**What to produce**: Please write the following entries out once more, exactly.

»»

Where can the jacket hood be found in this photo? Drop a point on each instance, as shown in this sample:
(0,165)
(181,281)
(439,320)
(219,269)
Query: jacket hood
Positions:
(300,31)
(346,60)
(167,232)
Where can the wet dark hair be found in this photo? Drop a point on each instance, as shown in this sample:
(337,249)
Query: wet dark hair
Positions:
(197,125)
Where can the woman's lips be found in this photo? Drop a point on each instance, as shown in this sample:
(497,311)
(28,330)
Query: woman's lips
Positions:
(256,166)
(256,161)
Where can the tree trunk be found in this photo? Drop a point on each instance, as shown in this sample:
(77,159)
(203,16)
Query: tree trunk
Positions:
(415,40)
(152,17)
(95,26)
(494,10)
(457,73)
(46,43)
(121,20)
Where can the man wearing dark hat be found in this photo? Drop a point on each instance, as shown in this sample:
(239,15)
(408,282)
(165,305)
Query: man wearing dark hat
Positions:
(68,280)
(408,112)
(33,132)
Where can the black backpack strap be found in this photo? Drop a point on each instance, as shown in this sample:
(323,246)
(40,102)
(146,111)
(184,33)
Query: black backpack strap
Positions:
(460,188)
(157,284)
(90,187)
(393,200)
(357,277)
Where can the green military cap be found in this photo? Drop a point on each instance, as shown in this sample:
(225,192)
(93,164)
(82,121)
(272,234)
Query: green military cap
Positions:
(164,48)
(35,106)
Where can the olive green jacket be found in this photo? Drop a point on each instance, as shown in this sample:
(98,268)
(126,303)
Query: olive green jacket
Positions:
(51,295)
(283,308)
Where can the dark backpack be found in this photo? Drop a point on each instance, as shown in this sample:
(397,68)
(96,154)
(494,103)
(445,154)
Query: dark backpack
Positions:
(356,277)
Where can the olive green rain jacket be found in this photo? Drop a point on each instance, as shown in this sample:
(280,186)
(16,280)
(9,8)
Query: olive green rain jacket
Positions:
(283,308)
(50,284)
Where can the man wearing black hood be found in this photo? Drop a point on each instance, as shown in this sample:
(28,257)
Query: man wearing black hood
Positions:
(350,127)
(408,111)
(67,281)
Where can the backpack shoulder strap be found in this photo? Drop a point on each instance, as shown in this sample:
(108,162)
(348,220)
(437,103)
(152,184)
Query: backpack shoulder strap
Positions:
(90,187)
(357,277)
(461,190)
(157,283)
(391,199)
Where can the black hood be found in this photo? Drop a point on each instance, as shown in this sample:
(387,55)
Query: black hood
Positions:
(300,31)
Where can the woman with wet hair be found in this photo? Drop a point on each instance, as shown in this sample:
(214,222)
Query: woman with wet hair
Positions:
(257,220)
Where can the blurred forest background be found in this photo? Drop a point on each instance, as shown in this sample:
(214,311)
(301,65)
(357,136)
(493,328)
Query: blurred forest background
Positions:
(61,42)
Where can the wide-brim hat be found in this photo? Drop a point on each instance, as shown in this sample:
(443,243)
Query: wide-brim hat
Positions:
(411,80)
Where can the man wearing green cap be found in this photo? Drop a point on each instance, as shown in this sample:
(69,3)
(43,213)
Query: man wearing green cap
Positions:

««

**Solution to this task**:
Where can the jacket hood be found in this photo? Drop a point on each instance, as shown in this sample:
(0,165)
(181,281)
(439,320)
(219,269)
Query: jacket hood
Positions:
(300,31)
(346,60)
(167,232)
Where can the wet dark hair be found in this photo? Drop a point on each instance, as shown in this sample:
(337,249)
Query: wet dark hair
Positions:
(197,125)
Where can the woman's lips be found in this photo? Drop a point on each instance, as shown in this sample:
(497,311)
(28,330)
Query: woman's lips
Positions:
(256,166)
(256,161)
Where can the tree trunk be found in this photo? Drop a point on each instance, as shown in this sample:
(77,159)
(203,16)
Query: tree trunk
Positions:
(415,40)
(152,17)
(95,26)
(494,10)
(457,73)
(46,43)
(121,20)
Where can the man wearing dark hat be found in this photo? Drop a point on each instance, as shown in this sample:
(239,15)
(408,282)
(165,305)
Query: man wearing dark hat
Positions:
(68,280)
(408,112)
(33,132)
Where can the black backpack strap be found in this photo? Drop a point on each instance, as shown in this sample:
(323,246)
(40,102)
(146,111)
(184,33)
Query: black backpack strap
Positions:
(460,188)
(157,284)
(90,187)
(393,200)
(357,277)
Where can the green military cap be found in this photo? Drop a point on each instance, as shown in this sample:
(225,192)
(93,164)
(82,121)
(272,234)
Query: green military cap
Positions:
(164,48)
(35,106)
Where can the olive green jacket be found in this photo? Drop a point on each instance, as shown in this sample:
(98,268)
(126,303)
Query: olive green jacket
Positions:
(51,295)
(283,308)
Where can the dark backpack be found in this photo? Drop a point on each instance, as shown in this sample:
(397,68)
(96,154)
(494,103)
(445,154)
Query: dark backpack
Positions:
(356,277)
Where can the olive green rain jacket be found in this photo? Drop a point on each instance, as shown in this sample:
(280,186)
(16,280)
(9,8)
Query: olive green rain jacket
Positions:
(283,308)
(50,284)
Where can the man wearing black hood be found in this photo? Drop a point on each instance, as shown in this sample:
(28,257)
Query: man wearing black hood
Positions:
(350,127)
(408,111)
(67,281)
Where can the backpack shoulder strap be found in this photo? Drop a point on each instance, as shown in this sample:
(108,162)
(348,220)
(437,103)
(152,184)
Query: backpack shoulder strap
Positions:
(90,187)
(357,277)
(461,190)
(157,283)
(391,199)
Where can the black hood be found in this photo? Drop a point on each instance, as shown in this sample:
(387,55)
Query: black hood
Positions:
(300,31)
Where can the woman with wet hair be found in this photo? Drop a point on each instance, as shown in this sample:
(214,222)
Query: woman with wet hair
Positions:
(257,220)
Where can the blurred forest background be found in this photo? Drop a point on each instance, as shown in this sample:
(214,311)
(301,65)
(357,136)
(493,328)
Query: blurred forest background
Positions:
(61,42)
Where can the wide-brim hat be found in this photo? Drop a point on each instance, as shown in this sample:
(443,243)
Query: wide-brim hat
Positions:
(411,80)
Where can the man wearing green cap be found in this photo? Drop a point on each instance, as shown in this sample:
(69,3)
(43,213)
Query: man wearing green cap
Positions:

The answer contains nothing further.